Within the entries that follow, show each line where the word "window" occurs.

(DATA FOR THIS EXERCISE)

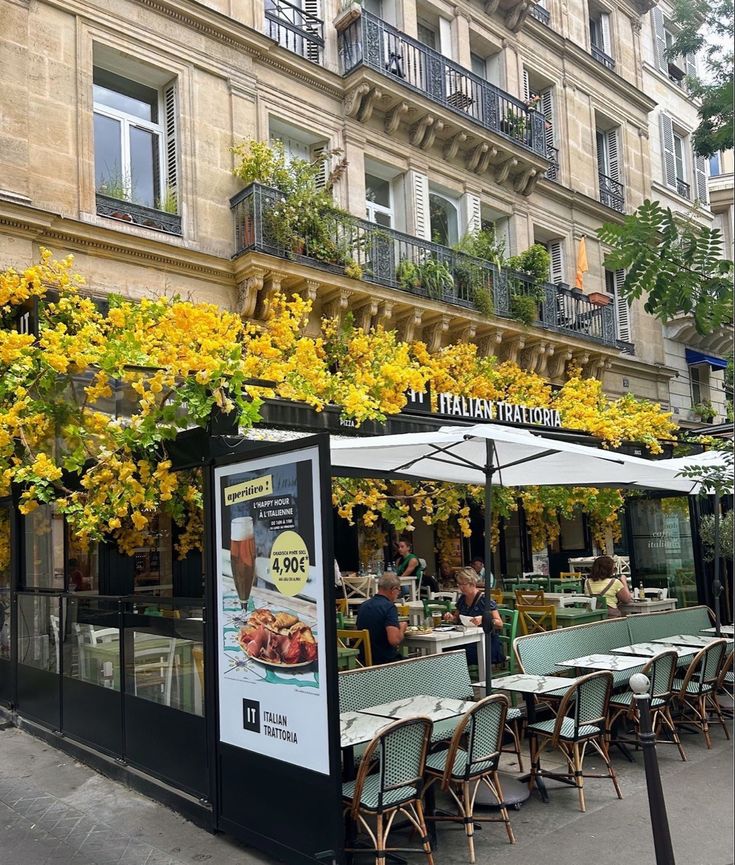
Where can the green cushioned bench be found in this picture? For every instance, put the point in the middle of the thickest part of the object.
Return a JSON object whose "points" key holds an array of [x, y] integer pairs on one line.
{"points": [[540, 653]]}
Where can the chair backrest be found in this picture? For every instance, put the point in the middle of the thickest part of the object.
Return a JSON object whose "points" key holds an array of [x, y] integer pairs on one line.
{"points": [[529, 596], [400, 750], [533, 618], [661, 670], [705, 667], [508, 635], [480, 732], [586, 702], [353, 639]]}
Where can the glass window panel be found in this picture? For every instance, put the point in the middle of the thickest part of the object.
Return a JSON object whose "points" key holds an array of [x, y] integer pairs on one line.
{"points": [[144, 174], [108, 171], [92, 643], [39, 632], [44, 550], [5, 580]]}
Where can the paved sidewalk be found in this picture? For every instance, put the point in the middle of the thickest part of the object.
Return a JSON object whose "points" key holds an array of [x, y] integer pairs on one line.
{"points": [[54, 811]]}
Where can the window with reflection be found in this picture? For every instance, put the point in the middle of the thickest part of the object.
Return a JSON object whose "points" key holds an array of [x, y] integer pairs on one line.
{"points": [[43, 531]]}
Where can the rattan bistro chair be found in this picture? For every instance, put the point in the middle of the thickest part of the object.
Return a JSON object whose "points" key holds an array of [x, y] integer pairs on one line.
{"points": [[697, 691], [660, 671], [472, 759], [395, 788], [579, 722]]}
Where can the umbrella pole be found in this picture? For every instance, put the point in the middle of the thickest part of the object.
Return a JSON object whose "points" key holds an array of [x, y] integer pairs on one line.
{"points": [[487, 620], [716, 585]]}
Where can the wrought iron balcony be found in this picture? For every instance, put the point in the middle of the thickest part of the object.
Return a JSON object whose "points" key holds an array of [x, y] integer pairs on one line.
{"points": [[601, 57], [343, 244], [612, 194], [295, 29], [552, 154], [540, 14], [369, 42], [683, 188], [137, 214]]}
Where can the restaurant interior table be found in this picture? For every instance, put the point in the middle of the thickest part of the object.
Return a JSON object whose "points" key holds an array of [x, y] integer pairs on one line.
{"points": [[648, 650], [613, 663], [448, 637], [532, 686]]}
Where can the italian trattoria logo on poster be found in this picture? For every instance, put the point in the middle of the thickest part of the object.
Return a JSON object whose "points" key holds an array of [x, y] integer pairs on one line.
{"points": [[270, 597]]}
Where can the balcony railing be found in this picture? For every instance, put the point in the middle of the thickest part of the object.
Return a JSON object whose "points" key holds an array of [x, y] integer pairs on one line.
{"points": [[601, 57], [295, 29], [347, 245], [612, 194], [369, 41], [137, 214], [540, 14], [683, 188], [552, 154]]}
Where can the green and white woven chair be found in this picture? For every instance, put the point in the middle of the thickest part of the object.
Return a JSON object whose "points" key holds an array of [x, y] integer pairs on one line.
{"points": [[580, 721], [697, 691], [389, 782], [660, 671], [472, 759]]}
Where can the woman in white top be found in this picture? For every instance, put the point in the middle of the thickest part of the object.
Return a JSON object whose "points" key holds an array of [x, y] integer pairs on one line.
{"points": [[602, 582]]}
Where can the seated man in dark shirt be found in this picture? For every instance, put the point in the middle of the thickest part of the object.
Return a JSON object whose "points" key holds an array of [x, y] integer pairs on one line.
{"points": [[380, 617]]}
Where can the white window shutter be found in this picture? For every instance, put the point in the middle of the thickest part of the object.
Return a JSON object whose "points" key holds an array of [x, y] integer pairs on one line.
{"points": [[613, 158], [419, 192], [546, 107], [171, 172], [667, 150], [556, 266], [622, 309], [700, 179], [606, 37], [659, 39]]}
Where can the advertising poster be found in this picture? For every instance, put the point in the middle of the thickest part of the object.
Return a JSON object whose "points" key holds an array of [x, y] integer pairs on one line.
{"points": [[270, 598]]}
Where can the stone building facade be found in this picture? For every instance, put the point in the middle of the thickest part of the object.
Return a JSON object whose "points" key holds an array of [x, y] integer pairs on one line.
{"points": [[539, 119]]}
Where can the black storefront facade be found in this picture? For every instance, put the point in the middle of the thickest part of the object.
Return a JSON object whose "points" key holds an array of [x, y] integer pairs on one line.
{"points": [[71, 672]]}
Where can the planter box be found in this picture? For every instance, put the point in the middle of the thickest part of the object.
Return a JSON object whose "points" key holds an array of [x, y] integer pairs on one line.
{"points": [[599, 298]]}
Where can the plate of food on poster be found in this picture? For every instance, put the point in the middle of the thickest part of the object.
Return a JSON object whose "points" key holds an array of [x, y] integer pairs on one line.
{"points": [[278, 639]]}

(End DATA FOR THIS EXERCISE)

* EXERCISE RESULT
Where can the glass window panel be found in this picture? For every instance, put the point in the middle of the thickest part of the object.
Where can the window with reflection be found in this picture? For every instance, put the point in the middle of the thickest part of the object.
Where can the white window shutter be found in this picture? For every instance, put the point in the middle of the thickest part of the object.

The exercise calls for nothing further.